**TASK**
Return each of the following entries verbatim, preserving every line as given.

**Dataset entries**
====

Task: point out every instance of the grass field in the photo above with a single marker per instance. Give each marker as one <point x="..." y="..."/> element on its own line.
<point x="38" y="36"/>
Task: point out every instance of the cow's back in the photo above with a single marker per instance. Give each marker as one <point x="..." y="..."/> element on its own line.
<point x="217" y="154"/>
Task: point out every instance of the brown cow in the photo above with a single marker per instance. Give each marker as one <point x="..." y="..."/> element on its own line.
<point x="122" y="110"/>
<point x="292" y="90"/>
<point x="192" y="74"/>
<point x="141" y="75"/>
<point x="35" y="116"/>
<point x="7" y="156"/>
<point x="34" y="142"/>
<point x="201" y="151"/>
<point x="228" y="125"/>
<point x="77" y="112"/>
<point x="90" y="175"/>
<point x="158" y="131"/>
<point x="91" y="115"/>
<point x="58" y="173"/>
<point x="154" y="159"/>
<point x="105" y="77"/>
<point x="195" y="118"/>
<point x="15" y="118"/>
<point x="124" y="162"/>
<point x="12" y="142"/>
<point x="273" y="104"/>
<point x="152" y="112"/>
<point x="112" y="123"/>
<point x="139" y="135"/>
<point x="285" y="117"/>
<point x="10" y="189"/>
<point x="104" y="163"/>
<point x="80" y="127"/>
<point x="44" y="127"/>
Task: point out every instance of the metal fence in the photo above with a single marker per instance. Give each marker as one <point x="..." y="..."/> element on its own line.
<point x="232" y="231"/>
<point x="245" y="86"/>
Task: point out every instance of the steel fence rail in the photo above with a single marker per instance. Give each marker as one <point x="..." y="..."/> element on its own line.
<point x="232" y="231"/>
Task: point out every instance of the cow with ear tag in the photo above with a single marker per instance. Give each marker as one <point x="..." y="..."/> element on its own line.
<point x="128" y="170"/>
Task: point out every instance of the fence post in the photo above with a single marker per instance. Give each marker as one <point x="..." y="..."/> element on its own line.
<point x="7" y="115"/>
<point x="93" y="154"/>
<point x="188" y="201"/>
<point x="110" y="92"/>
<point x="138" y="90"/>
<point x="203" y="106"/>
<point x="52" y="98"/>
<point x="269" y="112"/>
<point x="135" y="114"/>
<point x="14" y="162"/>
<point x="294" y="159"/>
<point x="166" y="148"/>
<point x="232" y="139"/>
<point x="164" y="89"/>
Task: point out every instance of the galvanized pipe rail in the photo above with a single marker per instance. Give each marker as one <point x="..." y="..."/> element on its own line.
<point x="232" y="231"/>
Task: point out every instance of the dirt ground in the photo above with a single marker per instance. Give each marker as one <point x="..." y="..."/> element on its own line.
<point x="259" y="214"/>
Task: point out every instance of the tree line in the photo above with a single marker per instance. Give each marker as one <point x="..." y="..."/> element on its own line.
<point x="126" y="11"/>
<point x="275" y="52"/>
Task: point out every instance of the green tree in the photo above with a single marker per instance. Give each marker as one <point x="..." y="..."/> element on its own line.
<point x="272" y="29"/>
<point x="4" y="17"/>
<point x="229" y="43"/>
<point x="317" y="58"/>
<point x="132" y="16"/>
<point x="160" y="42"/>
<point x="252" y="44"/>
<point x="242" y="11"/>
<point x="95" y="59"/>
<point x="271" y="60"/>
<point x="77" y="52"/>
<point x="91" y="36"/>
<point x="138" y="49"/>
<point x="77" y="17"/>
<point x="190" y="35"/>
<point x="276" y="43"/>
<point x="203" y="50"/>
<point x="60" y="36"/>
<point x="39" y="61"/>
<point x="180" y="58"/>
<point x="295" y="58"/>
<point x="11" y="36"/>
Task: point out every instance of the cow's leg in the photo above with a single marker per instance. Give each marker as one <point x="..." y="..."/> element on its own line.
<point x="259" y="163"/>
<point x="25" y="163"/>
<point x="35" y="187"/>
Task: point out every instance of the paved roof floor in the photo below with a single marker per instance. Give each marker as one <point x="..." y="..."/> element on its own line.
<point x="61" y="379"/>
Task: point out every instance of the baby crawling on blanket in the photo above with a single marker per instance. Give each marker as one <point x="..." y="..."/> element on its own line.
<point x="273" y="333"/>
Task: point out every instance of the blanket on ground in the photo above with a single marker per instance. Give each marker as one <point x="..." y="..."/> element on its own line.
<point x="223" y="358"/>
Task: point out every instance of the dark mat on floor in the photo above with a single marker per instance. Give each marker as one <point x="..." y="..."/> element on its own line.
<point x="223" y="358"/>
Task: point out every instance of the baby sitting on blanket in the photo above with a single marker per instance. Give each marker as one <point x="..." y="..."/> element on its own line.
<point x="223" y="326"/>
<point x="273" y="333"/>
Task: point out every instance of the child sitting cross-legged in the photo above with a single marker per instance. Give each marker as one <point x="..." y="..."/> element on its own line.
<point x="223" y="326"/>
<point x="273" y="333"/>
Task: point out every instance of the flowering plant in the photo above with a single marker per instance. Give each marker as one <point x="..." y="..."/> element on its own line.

====

**FINISHED EXERCISE**
Task: point out every instance of the grass field in the photo above with a single marker per instance. Give each marker as one <point x="..." y="..."/> element on its own line.
<point x="38" y="36"/>
Task: point out every instance of the cow's back in the photo above with a single marker per instance. Give each marker as one <point x="..." y="..."/> element on its own line.
<point x="217" y="154"/>
Task: point out every instance of the brown cow in the photo above with a single marker per instance. Give each marker as one <point x="..." y="..."/> element on its own line.
<point x="122" y="110"/>
<point x="292" y="90"/>
<point x="192" y="74"/>
<point x="141" y="75"/>
<point x="35" y="116"/>
<point x="7" y="156"/>
<point x="34" y="142"/>
<point x="201" y="151"/>
<point x="228" y="125"/>
<point x="77" y="112"/>
<point x="90" y="175"/>
<point x="158" y="131"/>
<point x="91" y="115"/>
<point x="58" y="173"/>
<point x="154" y="159"/>
<point x="105" y="77"/>
<point x="195" y="118"/>
<point x="15" y="118"/>
<point x="124" y="162"/>
<point x="12" y="142"/>
<point x="273" y="104"/>
<point x="152" y="112"/>
<point x="112" y="123"/>
<point x="139" y="135"/>
<point x="285" y="117"/>
<point x="10" y="189"/>
<point x="104" y="163"/>
<point x="80" y="127"/>
<point x="44" y="127"/>
Task: point out every instance of the metal fence in the photo above with a single marker per instance. Give each marker as one <point x="..." y="..."/> element on its own line.
<point x="232" y="231"/>
<point x="245" y="86"/>
Task: point out every instance of the steel fence rail in the photo above with a single marker per instance. Give each marker as one <point x="..." y="..."/> element on its own line.
<point x="232" y="231"/>
Task: point out every instance of the cow with ear tag in the photo above with a single marker per instance. Give each marker as one <point x="..." y="..."/> element on its own line.
<point x="128" y="170"/>
Task: point out every instance of the fence post in the photo above with a single marker per instance. Give each marker as one <point x="..." y="..."/> element on its own line.
<point x="7" y="115"/>
<point x="93" y="154"/>
<point x="188" y="201"/>
<point x="110" y="92"/>
<point x="138" y="90"/>
<point x="203" y="106"/>
<point x="52" y="98"/>
<point x="269" y="112"/>
<point x="135" y="114"/>
<point x="14" y="162"/>
<point x="294" y="159"/>
<point x="166" y="148"/>
<point x="232" y="139"/>
<point x="164" y="89"/>
Task: point out every instance of the galvanized pipe rail in the photo above with a single marker per instance. Give each marker as one <point x="..." y="..."/> element on its own line.
<point x="232" y="231"/>
Task: point out every instance of the dirt ground in the photo above with a single marker per instance. Give each marker as one <point x="..." y="..."/> element on its own line.
<point x="259" y="214"/>
Task: point out every instance of the tree line in the photo above with a single marker per instance. Give each marker as one <point x="..." y="..."/> element on its own line.
<point x="126" y="11"/>
<point x="275" y="52"/>
Task: point out every instance of the green tree in the photo above with a single marker per instance. Give each marker as one <point x="..." y="..."/> element on its own line.
<point x="272" y="29"/>
<point x="4" y="17"/>
<point x="229" y="43"/>
<point x="317" y="58"/>
<point x="132" y="16"/>
<point x="160" y="42"/>
<point x="252" y="44"/>
<point x="242" y="11"/>
<point x="95" y="59"/>
<point x="271" y="60"/>
<point x="77" y="52"/>
<point x="91" y="36"/>
<point x="138" y="49"/>
<point x="77" y="17"/>
<point x="190" y="35"/>
<point x="276" y="43"/>
<point x="203" y="50"/>
<point x="60" y="36"/>
<point x="39" y="61"/>
<point x="180" y="58"/>
<point x="295" y="58"/>
<point x="11" y="36"/>
Task: point out every instance of the cow's leg in the photo above with a single marker per instance. Give each marker as one <point x="..." y="..."/> element on its own line.
<point x="259" y="163"/>
<point x="25" y="163"/>
<point x="35" y="187"/>
Task: point out every instance of the paved roof floor in the photo below with a single marker per instance. Give each marker as one <point x="..." y="..."/> element on its own line.
<point x="61" y="379"/>
Task: point out every instance of the baby crawling on blanket in the photo above with a single marker per instance. Give each marker as one <point x="..." y="..."/> element on its own line.
<point x="273" y="333"/>
Task: point out every instance of the blanket on ground in the photo above with a single marker per instance. Give each marker as one <point x="..." y="..."/> element on its own line.
<point x="223" y="358"/>
Task: point out every instance of the dark mat on floor in the photo above with a single marker per instance. Give each marker as one <point x="..." y="..."/> element on its own line.
<point x="223" y="358"/>
Task: point out every instance of the baby sitting on blanket in the photo above with a single marker per instance. Give each marker as one <point x="..." y="..."/> element on its own line.
<point x="223" y="326"/>
<point x="273" y="333"/>
Task: point out every instance of the child sitting cross-legged in the photo above with a single marker per instance. Give each marker as one <point x="..." y="..."/> element on its own line.
<point x="223" y="326"/>
<point x="273" y="333"/>
Task: point out every instance of the flowering plant in the photo above with a single marker per instance. Give each marker as one <point x="..." y="..."/> element on its own line.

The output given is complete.